PAGE TEXT:
BEGIN

Fighting Mold in Your Home

Health, Home & Family
on November 12, 2000

If sinus infections or other respiratory problems persist in your family long after summer’s allergens have passed, perhaps the problem lies inside, rather than outside, your home.

Airtight, energy-efficient homes that trap humidity and other moisture inside may be creating mold and mildew, along with associated health problems. Mold contributes to nearly 100 percent of chronic sinus infections and is a leading cause of many respiratory problems, according to a 1999 Mayo Clinic study.

“A home with insufficient air exchange will cause the humidity to rise,” says Dr. James T. Li, a Mayo Clinic specialist in allergy, asthma, and immunology. “A humidifier can aggravate the problem, especially if it itself is moldy.”

Obvious spots are on the bathroom shower wall, or under the kitchen sink where pipes may leak, but mold can accumulate throughout the housein drain pans under the refrigerator or air conditioner, old flower pots, shower curtains, even inside walls. Basements may be particularly susceptible to fungi if drainage problems exist around the foundation. Grading, landscaping, and drains can help alleviate the problem.

Discoloration on the walls or ceiling could indicate trapped moisture, Li says. “If there is mold high up on the walls, check your roof for leaks,” Li advises. Carpeting on a slab foundation and bathroom floors can lead to fungi growth.

Steps easily can be taken to protect your family and control minor mold growth. A dehumidifier can help. Recommended comfort levels are between 30 and 40 percent.

“We like to see levels below 40 percent, but certainly below 50 percent,” says Dr. David Mamnino, a specialist in pulmonary medicine and a medical epidemiologist with the Centers for Disease Control and Prevention in Atlanta. An air conditioner also lowers humidity levels as it cools.

Wipe patches of mold with a weak bleach solutiontwo ounces to a gallon of water. Before scraping dry mold, wet it to keep spores from flying through the air. Wash plastic shower curtains regularly in the washing machine, using soap, bleach, and an old towel to provide friction. Maintain the cleanliness of shower tile and grout.

Allow air to flow through the house, particularly around windows and doors, to evaporate moisture buildup. Keep furniture away from the walls to encourage flow into corners and along baseboards.

Finally, familiarize yourself with health symptoms caused by mold. Common symptoms include eye and nose itch, runny nose, fatigue, and congestion. Make note if your symptoms go away when you’re away from home for any length of time.

END

TASK INSTRUCTIONS:
According to the mold article, why should furniture be kept away from the walls?

DATASET EXCERPTS:
BEGIN

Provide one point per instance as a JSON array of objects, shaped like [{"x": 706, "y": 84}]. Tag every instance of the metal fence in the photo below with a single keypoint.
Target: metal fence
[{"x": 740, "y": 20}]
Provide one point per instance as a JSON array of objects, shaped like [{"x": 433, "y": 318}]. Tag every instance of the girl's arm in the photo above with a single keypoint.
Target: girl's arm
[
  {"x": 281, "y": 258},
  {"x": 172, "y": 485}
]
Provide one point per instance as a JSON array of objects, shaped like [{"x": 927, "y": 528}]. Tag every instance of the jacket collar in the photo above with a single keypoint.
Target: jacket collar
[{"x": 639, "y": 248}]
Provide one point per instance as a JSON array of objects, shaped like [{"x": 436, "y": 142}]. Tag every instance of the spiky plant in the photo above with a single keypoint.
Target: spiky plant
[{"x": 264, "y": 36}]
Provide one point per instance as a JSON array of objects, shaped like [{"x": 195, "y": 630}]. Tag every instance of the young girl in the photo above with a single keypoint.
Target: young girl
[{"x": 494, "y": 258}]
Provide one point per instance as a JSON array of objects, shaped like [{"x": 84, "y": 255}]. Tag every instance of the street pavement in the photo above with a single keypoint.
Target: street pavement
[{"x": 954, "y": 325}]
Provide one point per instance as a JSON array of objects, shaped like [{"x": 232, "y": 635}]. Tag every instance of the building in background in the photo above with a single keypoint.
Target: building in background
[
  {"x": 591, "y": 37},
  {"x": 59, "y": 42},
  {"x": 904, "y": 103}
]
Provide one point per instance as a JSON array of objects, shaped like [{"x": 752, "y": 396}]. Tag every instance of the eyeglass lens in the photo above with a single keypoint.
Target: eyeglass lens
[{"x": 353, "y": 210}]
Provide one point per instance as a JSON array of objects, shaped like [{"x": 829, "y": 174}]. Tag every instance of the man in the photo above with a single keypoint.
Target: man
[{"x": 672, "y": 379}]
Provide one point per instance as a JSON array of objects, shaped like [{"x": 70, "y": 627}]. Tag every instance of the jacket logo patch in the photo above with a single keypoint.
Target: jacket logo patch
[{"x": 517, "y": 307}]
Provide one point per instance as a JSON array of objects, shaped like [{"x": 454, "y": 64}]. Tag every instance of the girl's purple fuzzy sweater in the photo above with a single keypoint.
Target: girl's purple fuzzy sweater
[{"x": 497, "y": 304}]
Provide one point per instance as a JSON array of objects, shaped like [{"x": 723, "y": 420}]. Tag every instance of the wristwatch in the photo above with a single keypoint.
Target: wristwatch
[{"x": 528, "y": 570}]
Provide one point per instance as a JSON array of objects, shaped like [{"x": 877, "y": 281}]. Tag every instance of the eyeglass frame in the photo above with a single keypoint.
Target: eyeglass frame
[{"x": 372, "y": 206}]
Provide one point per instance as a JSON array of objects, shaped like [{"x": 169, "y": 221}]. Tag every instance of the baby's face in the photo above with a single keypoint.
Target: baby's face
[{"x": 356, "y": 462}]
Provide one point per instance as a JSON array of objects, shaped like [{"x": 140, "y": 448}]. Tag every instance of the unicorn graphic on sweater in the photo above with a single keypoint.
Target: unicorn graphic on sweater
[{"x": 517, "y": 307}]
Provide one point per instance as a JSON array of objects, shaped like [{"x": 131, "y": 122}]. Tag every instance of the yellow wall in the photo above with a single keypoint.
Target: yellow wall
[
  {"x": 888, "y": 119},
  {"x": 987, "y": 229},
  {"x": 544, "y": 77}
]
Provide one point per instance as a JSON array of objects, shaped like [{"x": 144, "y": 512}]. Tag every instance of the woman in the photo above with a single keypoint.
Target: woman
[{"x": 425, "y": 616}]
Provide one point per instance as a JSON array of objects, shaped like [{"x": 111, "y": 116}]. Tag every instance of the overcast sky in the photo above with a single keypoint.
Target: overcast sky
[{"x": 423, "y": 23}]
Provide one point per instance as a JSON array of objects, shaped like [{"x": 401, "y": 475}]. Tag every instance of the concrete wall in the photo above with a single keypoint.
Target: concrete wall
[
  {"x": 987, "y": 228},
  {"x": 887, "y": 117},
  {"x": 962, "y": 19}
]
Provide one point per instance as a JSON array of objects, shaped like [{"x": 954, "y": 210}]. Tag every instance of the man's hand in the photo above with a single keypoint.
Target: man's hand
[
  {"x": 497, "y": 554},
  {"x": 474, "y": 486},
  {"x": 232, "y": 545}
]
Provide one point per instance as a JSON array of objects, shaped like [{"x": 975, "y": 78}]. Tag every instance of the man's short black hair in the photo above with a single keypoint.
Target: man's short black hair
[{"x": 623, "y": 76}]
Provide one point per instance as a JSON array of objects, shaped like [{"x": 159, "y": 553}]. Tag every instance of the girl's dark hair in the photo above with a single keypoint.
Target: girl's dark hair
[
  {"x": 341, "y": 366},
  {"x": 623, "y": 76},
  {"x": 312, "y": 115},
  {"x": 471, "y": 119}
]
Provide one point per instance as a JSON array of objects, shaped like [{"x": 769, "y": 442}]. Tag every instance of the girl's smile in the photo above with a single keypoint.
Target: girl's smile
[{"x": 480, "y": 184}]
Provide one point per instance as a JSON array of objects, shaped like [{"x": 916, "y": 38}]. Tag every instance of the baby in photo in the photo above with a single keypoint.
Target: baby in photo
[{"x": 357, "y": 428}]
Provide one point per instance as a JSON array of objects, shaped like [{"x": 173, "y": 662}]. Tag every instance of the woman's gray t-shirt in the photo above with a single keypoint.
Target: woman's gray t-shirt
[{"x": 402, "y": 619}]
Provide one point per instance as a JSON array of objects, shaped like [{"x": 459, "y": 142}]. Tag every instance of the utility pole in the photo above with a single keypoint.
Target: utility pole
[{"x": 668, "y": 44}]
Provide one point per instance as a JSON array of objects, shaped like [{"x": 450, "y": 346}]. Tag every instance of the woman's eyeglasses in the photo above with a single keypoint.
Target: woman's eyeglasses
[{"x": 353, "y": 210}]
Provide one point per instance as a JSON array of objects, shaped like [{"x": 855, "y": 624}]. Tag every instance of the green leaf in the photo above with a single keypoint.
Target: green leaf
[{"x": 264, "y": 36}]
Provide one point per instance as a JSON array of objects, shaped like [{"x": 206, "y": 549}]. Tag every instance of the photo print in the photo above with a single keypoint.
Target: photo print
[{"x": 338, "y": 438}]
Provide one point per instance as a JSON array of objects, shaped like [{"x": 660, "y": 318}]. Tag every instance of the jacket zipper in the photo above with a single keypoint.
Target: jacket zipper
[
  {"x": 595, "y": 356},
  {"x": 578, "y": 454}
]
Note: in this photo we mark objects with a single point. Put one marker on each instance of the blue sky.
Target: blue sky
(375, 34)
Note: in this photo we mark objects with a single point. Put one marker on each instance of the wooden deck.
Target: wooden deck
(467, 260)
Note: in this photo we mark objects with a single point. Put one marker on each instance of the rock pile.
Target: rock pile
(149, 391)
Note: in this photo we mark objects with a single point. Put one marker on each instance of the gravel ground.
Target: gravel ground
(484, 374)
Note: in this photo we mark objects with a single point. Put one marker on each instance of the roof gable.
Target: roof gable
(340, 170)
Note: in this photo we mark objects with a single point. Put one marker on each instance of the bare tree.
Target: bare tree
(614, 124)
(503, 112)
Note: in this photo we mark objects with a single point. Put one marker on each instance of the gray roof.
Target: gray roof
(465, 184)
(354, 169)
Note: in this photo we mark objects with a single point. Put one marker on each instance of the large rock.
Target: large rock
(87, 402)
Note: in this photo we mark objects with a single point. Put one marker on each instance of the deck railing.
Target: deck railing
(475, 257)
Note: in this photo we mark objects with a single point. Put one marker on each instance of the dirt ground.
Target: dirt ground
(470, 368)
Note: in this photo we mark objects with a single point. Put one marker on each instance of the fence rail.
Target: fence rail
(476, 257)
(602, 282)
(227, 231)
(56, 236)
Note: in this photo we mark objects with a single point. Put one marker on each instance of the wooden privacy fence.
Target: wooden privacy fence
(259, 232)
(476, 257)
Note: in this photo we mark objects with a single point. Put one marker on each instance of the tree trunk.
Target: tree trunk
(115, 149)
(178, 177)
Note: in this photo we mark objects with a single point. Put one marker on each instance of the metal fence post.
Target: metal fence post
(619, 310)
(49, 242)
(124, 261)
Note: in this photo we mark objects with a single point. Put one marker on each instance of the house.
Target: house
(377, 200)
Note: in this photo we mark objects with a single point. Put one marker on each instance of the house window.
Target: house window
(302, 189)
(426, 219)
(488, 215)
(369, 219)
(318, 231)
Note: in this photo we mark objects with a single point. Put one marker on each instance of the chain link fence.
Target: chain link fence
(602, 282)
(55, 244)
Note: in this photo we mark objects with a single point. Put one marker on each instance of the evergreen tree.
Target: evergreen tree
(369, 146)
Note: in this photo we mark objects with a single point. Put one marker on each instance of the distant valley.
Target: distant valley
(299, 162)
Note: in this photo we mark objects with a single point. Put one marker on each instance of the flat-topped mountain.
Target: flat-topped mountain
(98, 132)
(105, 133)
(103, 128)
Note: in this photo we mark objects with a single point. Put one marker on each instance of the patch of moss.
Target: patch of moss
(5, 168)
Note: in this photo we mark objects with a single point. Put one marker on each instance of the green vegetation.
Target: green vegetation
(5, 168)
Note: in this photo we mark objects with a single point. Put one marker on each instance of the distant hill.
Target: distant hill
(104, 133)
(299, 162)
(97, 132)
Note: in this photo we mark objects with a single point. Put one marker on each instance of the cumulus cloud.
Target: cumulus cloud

END

SOLUTION TO THIS TASK:
Keeping furniture away from the walls encourages air to flow into corners and along baseboards. That airflow helps evaporate moisture buildup in the house.